### Your tasks
1. In the tribunal decision excerpt, retype the passage starting with "30. The Tribunal" and going on through "identified in Reeve.".
2. Answer these questions using the tribunal decision excerpt:
(a) In paragraph 30, what concept did the Tribunal find Ms Peters' complained-of conduct fell within?
(b) In the quoted paragraph 60, which section contains the exclusion whose qualification is called important?
(c) In paragraph 33, why were the supervisors concerned not to advance Ms Long to the PIP?

### Text shown
☆ ☆ ☆ ☆ ☆ ☆ ☆

30. The Tribunal was alert to the distinction which had been drawn by the Court in Reeve. It quoted the passage from the judgment of Gray J which is quoted above at [28]. It found that the conduct about which Ms Peters complained took place in respect of her employment and fell within the concept of 'administrative action' of the kind identified in Reeve.
31. The relevant events related to the administration of Ms Peters' employment as an employee and her relationship with her employer. For this reason I am satisfied that, even if the Court had jurisdiction to entertain the appeal, Ms Peters could not have succeeded on this ground.'
At the end of the day, the most relevant paragraph seems to me to be the comments made by his Honour at paragraph 28 of Peters number 2, where he says:
'The Court drew a distinction between 'administrative action' and 'operational action'. Gray J concluded (at [33]) that:
and he then sets out the relevant paragraph at 60:
'Rares J and I said that the qualification of the final phase of the exclusion in section 5A(1) is important. It requires the action be taken in respect of the employee's employment. That qualification distinguishes the criteri[on] of the exclusion in section 5A(1) from the actual circumstances that the Act uses to impose liability, namely, an actual circumstance that arises out of, or in the course of, the employee's employment. This suggests that [the] [P]arliament intended this [exclusory] action to be specific administrative action directed to the person's employment itself as opposed to [action] forming part of the everyday duties or tasks [that] the employee [per]formed in his [or her] employment or job.'
33. As already noted, the applicant contends that the action would not progress from operation to administrative until the PIP process was undertaken. I note the supervisors at the relevant time were concerned not to advance Ms Long to the PIP because of her personal problems, including the 2008 issues, but that process could have been appropriate because of her error rate.

☆ ☆ ☆ ☆ ☆ ☆ ☆

### Provided material
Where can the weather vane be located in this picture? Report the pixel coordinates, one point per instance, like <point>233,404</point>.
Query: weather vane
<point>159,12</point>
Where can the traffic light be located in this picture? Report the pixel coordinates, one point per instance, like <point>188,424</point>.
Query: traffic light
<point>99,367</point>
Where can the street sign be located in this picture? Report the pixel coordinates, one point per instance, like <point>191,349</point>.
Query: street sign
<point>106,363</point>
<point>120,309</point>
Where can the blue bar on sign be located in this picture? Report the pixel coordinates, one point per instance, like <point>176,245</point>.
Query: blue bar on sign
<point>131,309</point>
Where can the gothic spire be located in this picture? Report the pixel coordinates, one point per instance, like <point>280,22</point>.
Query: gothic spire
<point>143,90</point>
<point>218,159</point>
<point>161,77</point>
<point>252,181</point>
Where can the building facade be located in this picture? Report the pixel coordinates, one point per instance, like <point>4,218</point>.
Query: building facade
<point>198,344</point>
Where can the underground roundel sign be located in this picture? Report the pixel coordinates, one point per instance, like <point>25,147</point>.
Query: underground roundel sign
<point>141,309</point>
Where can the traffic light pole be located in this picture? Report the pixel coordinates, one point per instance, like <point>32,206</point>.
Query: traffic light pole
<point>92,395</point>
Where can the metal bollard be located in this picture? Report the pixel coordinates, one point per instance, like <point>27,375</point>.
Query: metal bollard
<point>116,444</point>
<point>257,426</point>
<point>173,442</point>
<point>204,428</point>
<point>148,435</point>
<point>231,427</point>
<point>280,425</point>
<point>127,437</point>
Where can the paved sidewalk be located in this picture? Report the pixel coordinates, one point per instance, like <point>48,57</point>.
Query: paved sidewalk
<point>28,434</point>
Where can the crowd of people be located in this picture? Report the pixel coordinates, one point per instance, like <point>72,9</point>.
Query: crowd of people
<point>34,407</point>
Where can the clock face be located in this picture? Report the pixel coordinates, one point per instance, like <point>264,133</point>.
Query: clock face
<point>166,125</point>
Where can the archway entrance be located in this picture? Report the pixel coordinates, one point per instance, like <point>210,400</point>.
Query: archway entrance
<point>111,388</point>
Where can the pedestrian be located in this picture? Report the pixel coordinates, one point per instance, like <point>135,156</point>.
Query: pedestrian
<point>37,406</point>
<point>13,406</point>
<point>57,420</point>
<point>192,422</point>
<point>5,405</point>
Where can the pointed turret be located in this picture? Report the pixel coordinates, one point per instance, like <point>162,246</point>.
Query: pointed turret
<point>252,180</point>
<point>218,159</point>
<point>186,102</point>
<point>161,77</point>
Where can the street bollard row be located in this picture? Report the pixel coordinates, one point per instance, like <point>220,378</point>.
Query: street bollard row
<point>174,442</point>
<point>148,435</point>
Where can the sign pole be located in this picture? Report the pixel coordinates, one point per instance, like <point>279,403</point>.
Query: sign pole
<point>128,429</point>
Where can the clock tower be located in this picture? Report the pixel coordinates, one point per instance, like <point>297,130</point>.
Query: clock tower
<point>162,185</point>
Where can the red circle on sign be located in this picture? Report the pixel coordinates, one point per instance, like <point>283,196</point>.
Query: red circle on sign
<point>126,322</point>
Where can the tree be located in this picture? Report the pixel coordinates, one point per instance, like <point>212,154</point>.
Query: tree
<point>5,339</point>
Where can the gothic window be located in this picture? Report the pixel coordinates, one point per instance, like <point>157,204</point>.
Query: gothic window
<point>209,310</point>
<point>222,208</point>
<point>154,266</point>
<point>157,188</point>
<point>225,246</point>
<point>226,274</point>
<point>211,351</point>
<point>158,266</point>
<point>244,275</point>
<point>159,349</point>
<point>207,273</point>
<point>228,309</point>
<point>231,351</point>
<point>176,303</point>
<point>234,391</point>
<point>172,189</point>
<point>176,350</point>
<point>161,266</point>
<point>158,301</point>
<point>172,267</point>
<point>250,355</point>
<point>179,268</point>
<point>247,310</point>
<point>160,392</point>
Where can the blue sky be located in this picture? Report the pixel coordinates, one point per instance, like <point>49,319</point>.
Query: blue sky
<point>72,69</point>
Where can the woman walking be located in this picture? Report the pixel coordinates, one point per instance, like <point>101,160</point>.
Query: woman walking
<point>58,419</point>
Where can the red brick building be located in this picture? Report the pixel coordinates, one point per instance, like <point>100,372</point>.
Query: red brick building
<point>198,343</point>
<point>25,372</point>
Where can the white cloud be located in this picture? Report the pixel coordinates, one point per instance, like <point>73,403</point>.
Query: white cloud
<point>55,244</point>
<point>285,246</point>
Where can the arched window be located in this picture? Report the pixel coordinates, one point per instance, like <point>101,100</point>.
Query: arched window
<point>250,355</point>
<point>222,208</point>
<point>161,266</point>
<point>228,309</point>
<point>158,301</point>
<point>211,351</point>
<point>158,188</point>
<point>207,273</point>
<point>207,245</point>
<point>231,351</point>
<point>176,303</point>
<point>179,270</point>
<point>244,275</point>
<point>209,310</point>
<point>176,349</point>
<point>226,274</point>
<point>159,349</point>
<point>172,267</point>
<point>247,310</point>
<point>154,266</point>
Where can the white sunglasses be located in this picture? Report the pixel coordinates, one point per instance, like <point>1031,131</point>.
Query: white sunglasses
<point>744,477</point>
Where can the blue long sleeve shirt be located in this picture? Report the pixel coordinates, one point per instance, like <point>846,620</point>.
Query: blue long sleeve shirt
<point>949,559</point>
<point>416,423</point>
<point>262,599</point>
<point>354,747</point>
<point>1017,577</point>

☆ ☆ ☆ ☆ ☆ ☆ ☆

### Written answers
1.
30. The Tribunal was alert to the distinction which had been drawn by the Court in Reeve. It quoted the passage from the judgment of Gray J which is quoted above at [28]. It found that the conduct about which Ms Peters complained took place in respect of her employment and fell within the concept of 'administrative action' of the kind identified in Reeve.

2.
(a) 'Administrative action' of the kind identified in Reeve.
(b) Section 5A(1).
(c) Because of her personal problems, including the 2008 issues.